WHAT THIS TASK INVOLVES:
Please present the stretch of records from the line containing "Where can you spot the bokeh" through the line containing "column 643, row 358" as a Markdown table with the columns Number and Text, one row per line, skipping blank lines.

EXTRACTED INFORMATION:
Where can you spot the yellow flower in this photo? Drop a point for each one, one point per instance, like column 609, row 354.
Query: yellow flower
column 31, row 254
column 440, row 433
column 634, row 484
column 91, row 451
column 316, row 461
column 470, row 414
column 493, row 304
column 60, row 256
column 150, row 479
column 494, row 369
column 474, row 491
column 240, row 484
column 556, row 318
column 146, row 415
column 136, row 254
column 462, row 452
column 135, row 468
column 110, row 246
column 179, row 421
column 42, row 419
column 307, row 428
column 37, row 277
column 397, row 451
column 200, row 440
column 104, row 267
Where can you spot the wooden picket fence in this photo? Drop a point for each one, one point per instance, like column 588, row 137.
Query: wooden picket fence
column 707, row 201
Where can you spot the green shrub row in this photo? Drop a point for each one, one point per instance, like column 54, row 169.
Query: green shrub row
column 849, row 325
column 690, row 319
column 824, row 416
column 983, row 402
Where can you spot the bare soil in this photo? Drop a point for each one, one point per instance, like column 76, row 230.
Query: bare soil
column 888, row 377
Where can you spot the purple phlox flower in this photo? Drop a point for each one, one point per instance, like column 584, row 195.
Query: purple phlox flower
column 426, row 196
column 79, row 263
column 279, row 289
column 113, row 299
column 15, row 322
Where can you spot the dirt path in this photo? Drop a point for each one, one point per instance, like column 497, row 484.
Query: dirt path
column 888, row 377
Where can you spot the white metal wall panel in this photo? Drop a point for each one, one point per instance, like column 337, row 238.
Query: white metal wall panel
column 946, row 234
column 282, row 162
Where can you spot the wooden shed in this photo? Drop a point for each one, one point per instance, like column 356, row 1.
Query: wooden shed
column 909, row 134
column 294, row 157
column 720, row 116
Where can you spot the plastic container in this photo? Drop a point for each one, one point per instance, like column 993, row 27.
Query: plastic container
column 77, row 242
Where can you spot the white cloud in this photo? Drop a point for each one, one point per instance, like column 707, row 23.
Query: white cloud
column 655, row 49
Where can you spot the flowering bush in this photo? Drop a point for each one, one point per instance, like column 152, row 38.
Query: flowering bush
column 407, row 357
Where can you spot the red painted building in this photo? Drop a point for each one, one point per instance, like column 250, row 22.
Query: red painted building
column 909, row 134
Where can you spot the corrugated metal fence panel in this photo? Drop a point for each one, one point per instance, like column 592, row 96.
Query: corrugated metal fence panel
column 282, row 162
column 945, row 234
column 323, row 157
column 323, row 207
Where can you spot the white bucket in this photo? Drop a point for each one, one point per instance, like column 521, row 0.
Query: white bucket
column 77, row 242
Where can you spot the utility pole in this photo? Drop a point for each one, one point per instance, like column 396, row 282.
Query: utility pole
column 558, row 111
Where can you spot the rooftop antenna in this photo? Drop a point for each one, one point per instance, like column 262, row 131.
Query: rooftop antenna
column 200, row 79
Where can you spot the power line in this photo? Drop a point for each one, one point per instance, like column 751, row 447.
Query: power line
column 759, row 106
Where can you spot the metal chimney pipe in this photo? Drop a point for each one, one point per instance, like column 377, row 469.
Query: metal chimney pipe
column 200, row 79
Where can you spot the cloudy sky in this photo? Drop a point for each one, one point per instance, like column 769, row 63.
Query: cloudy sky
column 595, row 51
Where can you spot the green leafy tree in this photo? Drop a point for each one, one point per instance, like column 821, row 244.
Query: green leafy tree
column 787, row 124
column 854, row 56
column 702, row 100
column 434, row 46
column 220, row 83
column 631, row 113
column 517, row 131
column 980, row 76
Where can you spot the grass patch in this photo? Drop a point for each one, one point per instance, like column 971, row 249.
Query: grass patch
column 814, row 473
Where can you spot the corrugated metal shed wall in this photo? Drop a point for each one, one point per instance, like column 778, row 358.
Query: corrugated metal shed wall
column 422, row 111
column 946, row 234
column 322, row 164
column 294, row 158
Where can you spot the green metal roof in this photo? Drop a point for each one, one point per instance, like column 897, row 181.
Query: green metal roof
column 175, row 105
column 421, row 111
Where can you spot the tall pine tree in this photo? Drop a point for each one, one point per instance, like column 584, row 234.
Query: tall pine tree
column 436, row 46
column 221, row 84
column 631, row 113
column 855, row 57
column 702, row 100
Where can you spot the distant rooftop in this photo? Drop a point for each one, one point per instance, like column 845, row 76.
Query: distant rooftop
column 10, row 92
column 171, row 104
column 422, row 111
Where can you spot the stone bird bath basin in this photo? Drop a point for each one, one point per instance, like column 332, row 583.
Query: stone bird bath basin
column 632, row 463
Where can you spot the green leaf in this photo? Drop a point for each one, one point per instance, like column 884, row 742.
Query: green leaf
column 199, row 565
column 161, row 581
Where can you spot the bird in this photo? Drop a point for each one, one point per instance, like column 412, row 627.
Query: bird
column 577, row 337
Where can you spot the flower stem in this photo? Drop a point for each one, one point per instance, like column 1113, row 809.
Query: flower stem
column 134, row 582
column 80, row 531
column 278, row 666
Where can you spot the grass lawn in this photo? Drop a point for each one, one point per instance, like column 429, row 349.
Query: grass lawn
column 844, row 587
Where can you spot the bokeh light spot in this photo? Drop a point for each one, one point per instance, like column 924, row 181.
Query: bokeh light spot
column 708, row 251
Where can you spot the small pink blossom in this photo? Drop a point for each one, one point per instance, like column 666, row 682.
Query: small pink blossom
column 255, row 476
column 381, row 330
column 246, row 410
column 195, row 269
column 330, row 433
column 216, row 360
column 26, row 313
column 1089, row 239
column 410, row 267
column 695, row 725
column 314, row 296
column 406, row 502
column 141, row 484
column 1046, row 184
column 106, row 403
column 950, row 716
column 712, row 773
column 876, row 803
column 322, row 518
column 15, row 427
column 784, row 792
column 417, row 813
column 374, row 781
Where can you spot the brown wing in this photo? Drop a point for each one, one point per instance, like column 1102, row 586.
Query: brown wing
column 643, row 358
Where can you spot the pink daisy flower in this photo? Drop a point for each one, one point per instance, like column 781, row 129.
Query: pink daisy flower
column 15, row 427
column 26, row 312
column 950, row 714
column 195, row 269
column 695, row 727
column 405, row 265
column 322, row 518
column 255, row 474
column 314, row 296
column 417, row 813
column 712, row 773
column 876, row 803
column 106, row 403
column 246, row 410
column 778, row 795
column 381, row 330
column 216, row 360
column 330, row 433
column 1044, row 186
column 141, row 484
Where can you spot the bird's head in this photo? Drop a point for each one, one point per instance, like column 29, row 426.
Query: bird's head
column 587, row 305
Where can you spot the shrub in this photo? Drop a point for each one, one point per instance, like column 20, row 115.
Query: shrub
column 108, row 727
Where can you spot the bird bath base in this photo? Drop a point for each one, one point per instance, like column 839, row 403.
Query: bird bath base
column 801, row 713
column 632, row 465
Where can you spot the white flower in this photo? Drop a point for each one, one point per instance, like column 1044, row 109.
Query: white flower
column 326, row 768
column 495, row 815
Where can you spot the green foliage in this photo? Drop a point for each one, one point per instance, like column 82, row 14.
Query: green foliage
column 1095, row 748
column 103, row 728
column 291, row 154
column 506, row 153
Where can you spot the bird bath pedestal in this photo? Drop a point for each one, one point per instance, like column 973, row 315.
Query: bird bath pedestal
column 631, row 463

RESPONSE:
| Number | Text |
|---|---|
| 1 | Where can you spot the bokeh light spot in this photo? Drop a point for each one, one point per instance, like column 924, row 181. |
| 2 | Query: bokeh light spot |
| 3 | column 708, row 251 |
| 4 | Where can you spot the small pink blossom in this photo? Drop a point for each one, one point per instance, like column 666, row 682. |
| 5 | Query: small pink blossom |
| 6 | column 255, row 476 |
| 7 | column 381, row 330 |
| 8 | column 246, row 410 |
| 9 | column 195, row 269 |
| 10 | column 330, row 433 |
| 11 | column 216, row 360 |
| 12 | column 26, row 313 |
| 13 | column 1089, row 239 |
| 14 | column 410, row 267 |
| 15 | column 695, row 725 |
| 16 | column 314, row 296 |
| 17 | column 406, row 502 |
| 18 | column 141, row 484 |
| 19 | column 1046, row 184 |
| 20 | column 106, row 403 |
| 21 | column 950, row 716 |
| 22 | column 712, row 773 |
| 23 | column 876, row 803 |
| 24 | column 322, row 518 |
| 25 | column 15, row 427 |
| 26 | column 784, row 792 |
| 27 | column 417, row 813 |
| 28 | column 374, row 781 |
| 29 | Where can you spot the brown wing in this photo? Drop a point for each one, one point per instance, like column 1102, row 586. |
| 30 | Query: brown wing |
| 31 | column 643, row 358 |